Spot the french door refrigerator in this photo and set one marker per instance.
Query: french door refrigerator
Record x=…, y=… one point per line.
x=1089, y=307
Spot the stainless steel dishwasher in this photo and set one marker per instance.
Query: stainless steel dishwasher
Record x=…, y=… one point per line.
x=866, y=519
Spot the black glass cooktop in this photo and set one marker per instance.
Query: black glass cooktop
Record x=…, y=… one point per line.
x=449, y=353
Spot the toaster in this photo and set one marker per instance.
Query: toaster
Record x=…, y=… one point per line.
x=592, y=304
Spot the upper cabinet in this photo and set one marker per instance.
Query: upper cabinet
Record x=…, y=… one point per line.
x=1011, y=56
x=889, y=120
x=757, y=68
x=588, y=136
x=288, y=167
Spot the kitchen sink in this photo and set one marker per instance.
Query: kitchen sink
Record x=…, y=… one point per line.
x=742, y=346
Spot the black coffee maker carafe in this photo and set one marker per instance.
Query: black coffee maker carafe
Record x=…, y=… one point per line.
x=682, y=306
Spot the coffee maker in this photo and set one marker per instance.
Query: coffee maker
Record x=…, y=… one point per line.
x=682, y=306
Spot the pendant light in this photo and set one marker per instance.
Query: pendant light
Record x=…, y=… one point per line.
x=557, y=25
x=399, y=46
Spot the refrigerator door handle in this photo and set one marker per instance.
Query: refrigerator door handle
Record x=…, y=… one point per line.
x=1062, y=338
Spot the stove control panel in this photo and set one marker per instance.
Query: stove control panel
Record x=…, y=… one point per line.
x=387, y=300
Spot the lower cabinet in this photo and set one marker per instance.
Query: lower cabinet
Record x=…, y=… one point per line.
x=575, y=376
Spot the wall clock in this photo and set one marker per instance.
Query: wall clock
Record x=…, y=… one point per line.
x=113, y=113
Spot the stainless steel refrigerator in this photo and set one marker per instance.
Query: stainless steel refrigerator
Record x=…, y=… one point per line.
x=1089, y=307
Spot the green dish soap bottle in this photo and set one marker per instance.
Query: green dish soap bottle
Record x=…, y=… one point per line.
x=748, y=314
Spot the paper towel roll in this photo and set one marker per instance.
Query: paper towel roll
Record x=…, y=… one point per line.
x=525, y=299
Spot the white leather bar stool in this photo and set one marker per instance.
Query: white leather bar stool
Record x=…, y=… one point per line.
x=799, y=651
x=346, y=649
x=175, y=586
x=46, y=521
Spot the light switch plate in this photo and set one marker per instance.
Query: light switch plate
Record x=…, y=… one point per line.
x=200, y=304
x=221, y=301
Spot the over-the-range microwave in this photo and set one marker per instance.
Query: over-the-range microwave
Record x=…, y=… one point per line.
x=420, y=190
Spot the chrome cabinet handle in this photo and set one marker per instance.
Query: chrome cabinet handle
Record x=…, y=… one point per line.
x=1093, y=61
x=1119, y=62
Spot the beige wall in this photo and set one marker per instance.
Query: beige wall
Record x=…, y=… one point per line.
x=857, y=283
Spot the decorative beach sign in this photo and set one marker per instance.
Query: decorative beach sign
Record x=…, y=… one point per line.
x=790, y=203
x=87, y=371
————————
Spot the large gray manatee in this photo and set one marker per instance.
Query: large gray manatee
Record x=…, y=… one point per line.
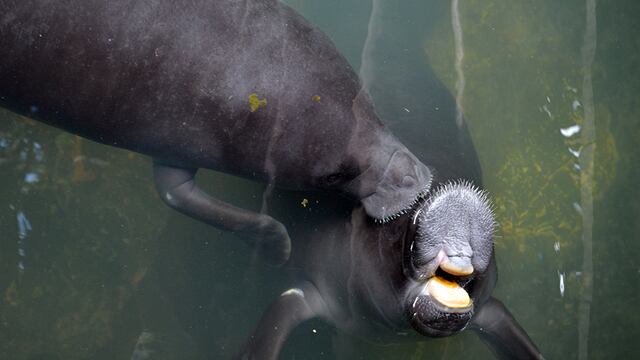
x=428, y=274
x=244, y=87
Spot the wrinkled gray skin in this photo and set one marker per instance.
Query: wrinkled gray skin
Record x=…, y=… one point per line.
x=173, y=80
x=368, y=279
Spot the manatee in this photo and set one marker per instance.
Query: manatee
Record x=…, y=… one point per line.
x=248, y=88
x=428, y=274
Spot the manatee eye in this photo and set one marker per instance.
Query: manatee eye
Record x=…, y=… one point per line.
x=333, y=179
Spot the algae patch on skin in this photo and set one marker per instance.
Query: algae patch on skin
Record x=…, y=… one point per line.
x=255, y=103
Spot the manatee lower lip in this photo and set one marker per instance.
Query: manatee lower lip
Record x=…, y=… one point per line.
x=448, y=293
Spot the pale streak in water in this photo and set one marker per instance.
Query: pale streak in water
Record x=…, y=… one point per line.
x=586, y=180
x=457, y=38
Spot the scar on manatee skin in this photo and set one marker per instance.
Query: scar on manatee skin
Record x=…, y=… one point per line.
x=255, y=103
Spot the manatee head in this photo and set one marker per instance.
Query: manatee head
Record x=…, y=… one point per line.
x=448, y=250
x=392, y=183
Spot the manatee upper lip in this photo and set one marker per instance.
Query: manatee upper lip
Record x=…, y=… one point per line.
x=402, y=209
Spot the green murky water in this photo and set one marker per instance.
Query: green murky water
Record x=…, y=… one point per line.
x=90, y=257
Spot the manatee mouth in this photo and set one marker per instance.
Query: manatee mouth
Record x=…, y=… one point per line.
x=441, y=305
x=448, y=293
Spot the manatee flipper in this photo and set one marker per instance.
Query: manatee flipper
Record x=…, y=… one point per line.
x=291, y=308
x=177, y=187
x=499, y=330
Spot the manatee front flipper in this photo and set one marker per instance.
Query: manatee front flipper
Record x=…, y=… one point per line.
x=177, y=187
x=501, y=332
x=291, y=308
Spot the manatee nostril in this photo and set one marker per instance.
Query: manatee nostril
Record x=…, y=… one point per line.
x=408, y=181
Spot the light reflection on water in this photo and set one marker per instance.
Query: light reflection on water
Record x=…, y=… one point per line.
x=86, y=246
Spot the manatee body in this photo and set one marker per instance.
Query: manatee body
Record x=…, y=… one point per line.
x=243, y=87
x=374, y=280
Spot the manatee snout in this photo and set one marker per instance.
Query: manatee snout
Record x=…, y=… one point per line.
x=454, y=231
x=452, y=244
————————
What you have to do
Rewrite the items starting at the line that contains "Spot the french" and ending at the line that contains "x=387, y=300", with "marker" replaced by "pin" and everything else left unchanged.

Full answer
Spot the french door refrigerator in this photo and set one pin per instance.
Query: french door refrigerator
Record x=…, y=… one point per line.
x=1089, y=307
Spot the stainless steel dishwasher in this photo and set one pin per instance.
Query: stainless steel dishwasher
Record x=…, y=… one point per line.
x=866, y=519
Spot the black glass cooktop in this photo and set one pin per instance.
Query: black glass cooktop
Record x=…, y=… one point per line.
x=449, y=353
Spot the toaster in this photo and set one pin per instance.
Query: toaster
Record x=…, y=… one point per line.
x=592, y=304
Spot the upper cabinet in this photo and set one pin per instance.
Query: upper cabinet
Record x=…, y=… one point per line.
x=1011, y=56
x=889, y=120
x=757, y=68
x=588, y=136
x=288, y=167
Spot the kitchen sink in this photo and set one pin per instance.
Query: kitchen sink
Record x=…, y=… one point per line.
x=742, y=346
Spot the black coffee maker carafe in this photo and set one pin per instance.
Query: black coffee maker carafe
Record x=…, y=… one point per line.
x=682, y=306
Spot the coffee maker in this photo and set one pin per instance.
Query: coffee maker
Record x=…, y=… one point per line.
x=682, y=306
Spot the pendant light in this photo and set one pin per instance.
Query: pendant light
Record x=…, y=… one point per line.
x=557, y=25
x=399, y=46
Spot the refrigerator door handle in this photo and set one pin per instance.
Query: refrigerator door handle
Record x=…, y=… one point per line.
x=1062, y=338
Spot the stove control panel in this photo and set one pin per instance.
Query: stove control panel
Record x=…, y=… one point per line.
x=387, y=300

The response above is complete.